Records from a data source
···

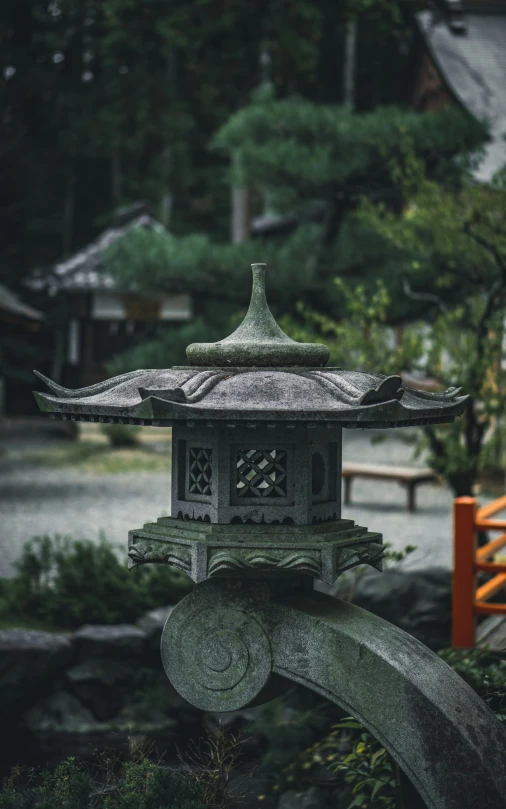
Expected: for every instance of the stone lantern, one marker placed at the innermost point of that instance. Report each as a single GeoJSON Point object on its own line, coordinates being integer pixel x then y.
{"type": "Point", "coordinates": [257, 424]}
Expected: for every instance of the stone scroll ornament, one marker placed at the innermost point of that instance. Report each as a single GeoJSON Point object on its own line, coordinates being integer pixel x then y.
{"type": "Point", "coordinates": [256, 517]}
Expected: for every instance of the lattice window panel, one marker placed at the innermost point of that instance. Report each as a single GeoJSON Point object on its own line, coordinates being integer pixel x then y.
{"type": "Point", "coordinates": [200, 476]}
{"type": "Point", "coordinates": [261, 473]}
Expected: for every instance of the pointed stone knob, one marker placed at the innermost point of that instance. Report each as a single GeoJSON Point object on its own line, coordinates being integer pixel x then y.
{"type": "Point", "coordinates": [258, 341]}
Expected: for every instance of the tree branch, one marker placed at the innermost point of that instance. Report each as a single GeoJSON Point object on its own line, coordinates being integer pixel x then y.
{"type": "Point", "coordinates": [487, 246]}
{"type": "Point", "coordinates": [423, 296]}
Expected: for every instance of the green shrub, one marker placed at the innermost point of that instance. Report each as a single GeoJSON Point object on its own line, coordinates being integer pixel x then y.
{"type": "Point", "coordinates": [303, 738]}
{"type": "Point", "coordinates": [140, 785]}
{"type": "Point", "coordinates": [121, 435]}
{"type": "Point", "coordinates": [66, 583]}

···

No pictures go in the copy. Set down all the data exactly.

◆ Task response
Expected: for every instance of the stone lantern, one marker placed at the innermost point of that instance. Report each as a single GeoJSON Point object on its own line, coordinates being integer pixel x then y.
{"type": "Point", "coordinates": [257, 424]}
Expected: for every instance of the stone scroll ornament, one marker placed at the innermost point of that instance. Report each as a single GeoJSON Point object on its own line, coordinates being integer pixel x then y.
{"type": "Point", "coordinates": [256, 517]}
Expected: for every instance of the lattice window panel, one marker placed at the innermost point of that instance. Report each as a single GeoJSON Point object on its own line, coordinates being integer pixel x then y.
{"type": "Point", "coordinates": [200, 476]}
{"type": "Point", "coordinates": [261, 473]}
Expected: for every instance of the pointed stone knob, one marker placed at the innermost point of that instance. Report each as a single GeoJSON Point object on its own line, coordinates being integer pixel x then y.
{"type": "Point", "coordinates": [258, 341]}
Expected: for every instance of the tree branch, one marker placed at the innermost point of that instance. Report each as a single GeoJSON Point object on its own line, coordinates being integer pixel x then y.
{"type": "Point", "coordinates": [487, 246]}
{"type": "Point", "coordinates": [423, 296]}
Expected: for every instance of the green shrub, one marker placed at the innermost point of that instance. Report each as a single GeoJSON Point object on its own line, coordinates being integer pixel x then y.
{"type": "Point", "coordinates": [303, 738]}
{"type": "Point", "coordinates": [140, 785]}
{"type": "Point", "coordinates": [121, 435]}
{"type": "Point", "coordinates": [66, 583]}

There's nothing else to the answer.